North Miami Beach police arrested the 60-year-old Prieto late last week for Santiago’s death. On Monday, Miami-Dade Circuit Judge Rodney Smith revoked his bond from the October rape case — meaning Prieto will now remain jailed while awaiting trial.
His lawyer, Miami-Dade Assistant Public Defender Brian McCormack, declined to comment Monday.
Police believe Prieto may have targeted other women in similar fashion.
“Victims in these types of partying and nightclub encounters are often hesitant to come forward,” said North Miami Beach Police Maj. Kathy Katerman. “If anyone thinks they may have been victimized by this individual or anyone, they are encouraged contact their local PD and make a police report. They just may be saving another woman from becoming the next victim.”
Charging drug suppliers with overdose deaths is rare, but not unheard of, in South Florida.
Back in October, prosecutors charged Raymundo Rodriguez Fernandez with murder under a rarely used provision of the law that allows the charge when someone gives a user cocaine or heroin and it ends in the person’s death.
He is alleged to have fatally plied community activist Cheri Rollins with heroin, refusing to seek medical help for more than eight hours. Rodriguez Fernandez is awaiting trial.
There have been several notable recent cases. Miami Beach drug dealer Charles Greenfield was arrested in 2008 after one of his clients overdosed on heroin. Greenfield served six years in prison.
A year earlier, Miami Beach police also arrested Christopher Rodriguez, a security guard who sold ecstasy pills to a 15-year-old girl on her way to a party in South Beach. She became sick and died.
He, too, was convicted of murder and did six years in prison.
As for Prieto, he is no stranger to drug-related arrests. Since the early 2000s, he has racked up at least three convictions for cocaine possession and one for cocaine trafficking, a crime for which he served 364 days in jail.
In his most recent legal troubles, Prieto was first arrested on Oct. 30, after he and a woman began drinking at a North Miami bar. After they returned home, Prieto gave her a “white powdery substance” believed to be cocaine, according to police.
The woman suddenly became incoherent — she never remembered consenting to sex, and awoke to find Prieto raping her, according to an arrest report.

### COMPLETE THE FOLLOWING:
- 1) Translate this sentence from the Prieto news report into Spanish: "Charging drug suppliers with overdose deaths is rare, but not unheard of, in South Florida."
- 2) Carry on the news report about the Prieto case with a few more paragraphs, beginning right after its final sentence.

### SOURCE INFORMATION:
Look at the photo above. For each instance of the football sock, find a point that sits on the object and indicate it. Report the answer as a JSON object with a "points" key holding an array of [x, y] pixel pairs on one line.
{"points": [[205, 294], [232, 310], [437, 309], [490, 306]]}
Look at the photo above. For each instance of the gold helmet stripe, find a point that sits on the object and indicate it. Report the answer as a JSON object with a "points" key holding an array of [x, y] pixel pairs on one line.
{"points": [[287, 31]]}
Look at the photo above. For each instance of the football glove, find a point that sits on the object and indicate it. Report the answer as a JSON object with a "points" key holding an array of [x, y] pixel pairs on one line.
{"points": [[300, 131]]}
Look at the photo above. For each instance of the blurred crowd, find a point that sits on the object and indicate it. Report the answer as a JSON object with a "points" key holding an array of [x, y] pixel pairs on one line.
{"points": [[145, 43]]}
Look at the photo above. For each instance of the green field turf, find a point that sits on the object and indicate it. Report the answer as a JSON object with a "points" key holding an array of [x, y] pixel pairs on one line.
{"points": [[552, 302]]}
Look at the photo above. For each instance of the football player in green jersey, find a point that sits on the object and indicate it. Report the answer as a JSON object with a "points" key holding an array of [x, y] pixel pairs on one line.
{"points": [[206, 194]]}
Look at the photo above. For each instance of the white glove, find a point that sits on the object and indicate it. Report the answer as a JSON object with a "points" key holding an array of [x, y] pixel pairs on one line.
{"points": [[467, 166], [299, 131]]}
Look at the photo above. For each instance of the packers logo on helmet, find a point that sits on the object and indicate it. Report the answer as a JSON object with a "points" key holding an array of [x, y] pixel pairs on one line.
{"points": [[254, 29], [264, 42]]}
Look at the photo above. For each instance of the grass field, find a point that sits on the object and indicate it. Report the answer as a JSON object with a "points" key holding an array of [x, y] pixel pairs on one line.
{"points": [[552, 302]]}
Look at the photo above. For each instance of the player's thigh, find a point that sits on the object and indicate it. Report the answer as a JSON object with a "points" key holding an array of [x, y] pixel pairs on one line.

### OUTPUTS BY TASK:
- 1) Acusar a los proveedores de drogas por muertes por sobredosis es poco común, aunque no inédito, en el sur de Florida.

- 2)
North Miami police immediately arrested Prieto on a charge of sexual battery on an incapacitated person. He was released on the $10,000 bond.
In December, prosecutors asked Judge Smith to revoke or impose a higher bond because Prieto was being charged as a “habitual offender.” But Prieto was allowed to remain free on the same bond.
On Feb. 8, Prieto and Santiago had their ill-fated encounter.
The two knew each casually from the Northeast Miami-Dade bar scene. At the gritty Point Lounge dive bar, the two “struck up a friendly conversation” — he asked if she and some friends wanted to return to his home to “finish the party,” according to a police report.
Several hours later, after he gave her cocaine, she began to appear “messed up and in the process of overdosing.”
According to police, Prieto panicked and put Santiago in the passenger seat of her black Volkswagen Jetta, driving around “for a period of time” before parking on a swale in the 1400 block of Northeast 157th Street.
Prieto admitted to North Miami Beach Detective Tracy Webster that “he just left her inside the vehicle and covered her up with a jacket and walked away from the location” without calling for medical help.
Santiago was not discovered until two days later, decomposing inside her car.
The Miami-Dade Medical Examiner’s Office eventually ruled she died of a cocaine overdose. Prieto was not arrested until last week, when officers raided his house in a separate drug investigation.
According to North Miami police, Prieto sold cocaine to an undercover informant two separate times. Officers found an array of drugs inside his house.